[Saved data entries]
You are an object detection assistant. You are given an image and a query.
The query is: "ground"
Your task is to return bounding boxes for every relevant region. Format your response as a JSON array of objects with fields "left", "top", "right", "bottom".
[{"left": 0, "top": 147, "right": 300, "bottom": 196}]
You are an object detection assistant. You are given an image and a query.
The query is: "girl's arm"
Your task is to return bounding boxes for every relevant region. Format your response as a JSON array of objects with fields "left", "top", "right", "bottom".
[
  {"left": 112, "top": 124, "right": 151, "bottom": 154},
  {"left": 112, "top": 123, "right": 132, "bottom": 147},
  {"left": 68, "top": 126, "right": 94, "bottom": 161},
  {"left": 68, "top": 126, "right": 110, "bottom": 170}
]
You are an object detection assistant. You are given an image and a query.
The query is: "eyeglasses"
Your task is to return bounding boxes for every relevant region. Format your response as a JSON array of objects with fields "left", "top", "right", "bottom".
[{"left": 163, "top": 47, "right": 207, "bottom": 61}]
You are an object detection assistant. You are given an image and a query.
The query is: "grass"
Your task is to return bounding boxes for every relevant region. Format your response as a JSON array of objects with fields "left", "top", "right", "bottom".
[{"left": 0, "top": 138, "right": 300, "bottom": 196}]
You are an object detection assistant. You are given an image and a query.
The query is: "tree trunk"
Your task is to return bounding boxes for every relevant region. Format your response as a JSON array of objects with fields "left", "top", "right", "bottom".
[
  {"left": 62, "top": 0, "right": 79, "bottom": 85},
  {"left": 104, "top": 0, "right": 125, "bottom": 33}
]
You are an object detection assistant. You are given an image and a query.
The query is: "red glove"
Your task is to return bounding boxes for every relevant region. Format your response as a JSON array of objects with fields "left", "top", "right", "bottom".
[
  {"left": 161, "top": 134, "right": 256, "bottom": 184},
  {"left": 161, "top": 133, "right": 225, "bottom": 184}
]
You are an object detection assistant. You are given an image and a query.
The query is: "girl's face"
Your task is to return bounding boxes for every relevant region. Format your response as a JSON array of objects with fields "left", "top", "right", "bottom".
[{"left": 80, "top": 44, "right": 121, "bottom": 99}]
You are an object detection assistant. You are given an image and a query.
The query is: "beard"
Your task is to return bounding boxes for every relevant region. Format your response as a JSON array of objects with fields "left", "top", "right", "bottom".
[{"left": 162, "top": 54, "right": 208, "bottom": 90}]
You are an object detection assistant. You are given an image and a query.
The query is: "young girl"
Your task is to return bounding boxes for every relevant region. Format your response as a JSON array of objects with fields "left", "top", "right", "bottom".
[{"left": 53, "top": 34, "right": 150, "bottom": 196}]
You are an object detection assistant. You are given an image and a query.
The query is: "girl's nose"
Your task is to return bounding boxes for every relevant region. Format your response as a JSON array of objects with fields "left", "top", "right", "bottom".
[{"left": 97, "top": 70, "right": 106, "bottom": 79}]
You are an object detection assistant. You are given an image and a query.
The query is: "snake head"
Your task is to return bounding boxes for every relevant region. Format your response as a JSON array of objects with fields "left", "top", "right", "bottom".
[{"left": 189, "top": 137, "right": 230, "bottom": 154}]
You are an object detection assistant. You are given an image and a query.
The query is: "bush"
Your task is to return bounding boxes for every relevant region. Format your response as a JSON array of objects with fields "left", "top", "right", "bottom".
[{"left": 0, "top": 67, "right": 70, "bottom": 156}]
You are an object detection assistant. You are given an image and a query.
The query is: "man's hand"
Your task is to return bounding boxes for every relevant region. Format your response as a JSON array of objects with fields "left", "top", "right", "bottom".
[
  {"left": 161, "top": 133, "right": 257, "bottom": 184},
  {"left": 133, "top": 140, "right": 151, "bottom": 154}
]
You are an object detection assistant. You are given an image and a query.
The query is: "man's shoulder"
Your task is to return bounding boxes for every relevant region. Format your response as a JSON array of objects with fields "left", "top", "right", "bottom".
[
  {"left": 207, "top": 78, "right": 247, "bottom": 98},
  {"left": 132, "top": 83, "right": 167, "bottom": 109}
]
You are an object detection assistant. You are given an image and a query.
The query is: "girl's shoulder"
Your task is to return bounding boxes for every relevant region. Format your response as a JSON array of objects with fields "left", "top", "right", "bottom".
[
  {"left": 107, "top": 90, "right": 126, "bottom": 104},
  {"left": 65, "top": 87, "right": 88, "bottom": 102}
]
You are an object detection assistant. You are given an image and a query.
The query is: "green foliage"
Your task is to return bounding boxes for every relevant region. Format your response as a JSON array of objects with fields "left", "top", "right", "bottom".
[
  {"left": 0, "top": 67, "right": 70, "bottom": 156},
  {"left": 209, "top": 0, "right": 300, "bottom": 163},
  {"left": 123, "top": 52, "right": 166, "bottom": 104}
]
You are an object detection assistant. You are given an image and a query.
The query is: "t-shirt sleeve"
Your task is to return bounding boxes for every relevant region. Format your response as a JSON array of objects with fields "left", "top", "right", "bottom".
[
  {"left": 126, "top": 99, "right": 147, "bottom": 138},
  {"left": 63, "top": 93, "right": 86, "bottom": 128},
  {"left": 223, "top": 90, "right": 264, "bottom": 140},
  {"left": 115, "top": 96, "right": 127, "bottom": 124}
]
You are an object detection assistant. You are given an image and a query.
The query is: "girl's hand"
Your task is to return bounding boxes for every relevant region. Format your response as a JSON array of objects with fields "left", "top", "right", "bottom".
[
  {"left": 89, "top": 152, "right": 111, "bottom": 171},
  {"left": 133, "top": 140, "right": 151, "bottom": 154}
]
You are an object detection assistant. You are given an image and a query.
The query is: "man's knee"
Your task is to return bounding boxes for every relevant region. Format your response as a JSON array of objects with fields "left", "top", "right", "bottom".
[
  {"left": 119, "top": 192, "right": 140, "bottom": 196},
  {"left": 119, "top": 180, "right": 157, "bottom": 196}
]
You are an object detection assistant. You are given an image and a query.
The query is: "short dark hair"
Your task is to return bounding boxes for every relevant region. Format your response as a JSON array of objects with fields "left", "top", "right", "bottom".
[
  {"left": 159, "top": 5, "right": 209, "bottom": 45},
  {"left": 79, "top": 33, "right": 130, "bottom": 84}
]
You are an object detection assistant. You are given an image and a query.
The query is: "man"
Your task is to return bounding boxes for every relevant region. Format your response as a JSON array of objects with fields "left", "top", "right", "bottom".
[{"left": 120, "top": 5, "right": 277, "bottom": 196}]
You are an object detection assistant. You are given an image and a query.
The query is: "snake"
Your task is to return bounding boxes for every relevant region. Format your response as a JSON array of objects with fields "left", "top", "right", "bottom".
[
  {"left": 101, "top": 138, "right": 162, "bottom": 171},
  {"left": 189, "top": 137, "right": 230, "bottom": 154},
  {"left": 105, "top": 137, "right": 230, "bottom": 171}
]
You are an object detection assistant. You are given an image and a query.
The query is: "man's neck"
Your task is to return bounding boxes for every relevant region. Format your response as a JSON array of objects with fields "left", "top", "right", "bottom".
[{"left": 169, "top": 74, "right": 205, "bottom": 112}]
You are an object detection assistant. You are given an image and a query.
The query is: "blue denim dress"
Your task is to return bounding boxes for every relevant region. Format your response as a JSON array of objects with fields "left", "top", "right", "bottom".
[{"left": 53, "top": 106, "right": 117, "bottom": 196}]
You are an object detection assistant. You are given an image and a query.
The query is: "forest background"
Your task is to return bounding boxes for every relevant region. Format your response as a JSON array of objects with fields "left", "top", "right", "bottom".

**Written task**.
Report each line of the listing above that contains the word "hand", copying every such line in full.

**Task response**.
The query is: "man's hand"
The query is: "girl's hand"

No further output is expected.